_Task description:_
Lines before the one containing "Reviewer note: confirm that every instance of the cat" are left out; output the rest of the data exactly, through the final line.

_Task input:_
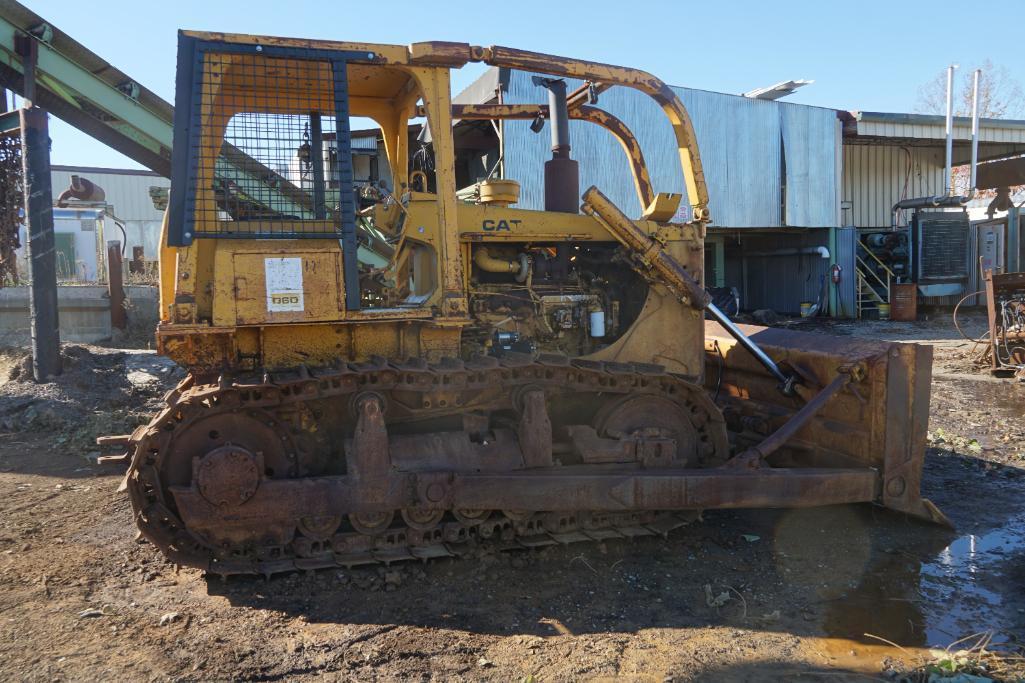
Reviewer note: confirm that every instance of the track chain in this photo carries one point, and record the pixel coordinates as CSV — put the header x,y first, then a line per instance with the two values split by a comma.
x,y
149,446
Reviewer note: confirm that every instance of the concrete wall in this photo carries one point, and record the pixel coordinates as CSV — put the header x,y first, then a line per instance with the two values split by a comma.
x,y
84,313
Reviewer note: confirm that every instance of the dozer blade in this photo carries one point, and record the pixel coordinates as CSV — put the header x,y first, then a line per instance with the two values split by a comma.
x,y
876,424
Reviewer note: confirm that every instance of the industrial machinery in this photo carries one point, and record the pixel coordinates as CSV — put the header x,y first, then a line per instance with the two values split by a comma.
x,y
408,378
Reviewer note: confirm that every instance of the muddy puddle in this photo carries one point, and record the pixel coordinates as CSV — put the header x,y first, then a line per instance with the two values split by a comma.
x,y
919,601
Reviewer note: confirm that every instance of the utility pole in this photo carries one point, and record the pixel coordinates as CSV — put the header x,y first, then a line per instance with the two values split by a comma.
x,y
39,225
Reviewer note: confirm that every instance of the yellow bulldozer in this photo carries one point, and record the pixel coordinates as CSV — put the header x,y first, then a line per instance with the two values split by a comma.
x,y
378,373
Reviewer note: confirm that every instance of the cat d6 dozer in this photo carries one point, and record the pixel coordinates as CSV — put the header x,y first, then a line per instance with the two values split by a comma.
x,y
405,369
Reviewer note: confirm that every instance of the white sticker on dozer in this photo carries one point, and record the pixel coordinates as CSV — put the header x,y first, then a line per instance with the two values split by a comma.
x,y
284,284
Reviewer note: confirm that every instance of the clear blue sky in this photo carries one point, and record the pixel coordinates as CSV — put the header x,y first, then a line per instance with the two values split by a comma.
x,y
869,55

_Response below:_
Reviewer note: confirm that every instance of the cat d6 dozer in this photo carries one point, and record the pixel coordinates as CSV — put the header x,y first, then a line per instance with the two values split by a comma.
x,y
405,369
Reviewer note: confirm that every instance of the white sticker on dozer in this photo carries one point, and record the pixel coordinates as CSV — put the header x,y first, then a line per instance with the two values split by a comma.
x,y
284,284
Reviewer note: confirm that every instance of the clear blue sky in this photo carries one point, and record the pixel coordinates as CSV — put the header x,y first, then a line per instance with the two values split by a comma.
x,y
869,55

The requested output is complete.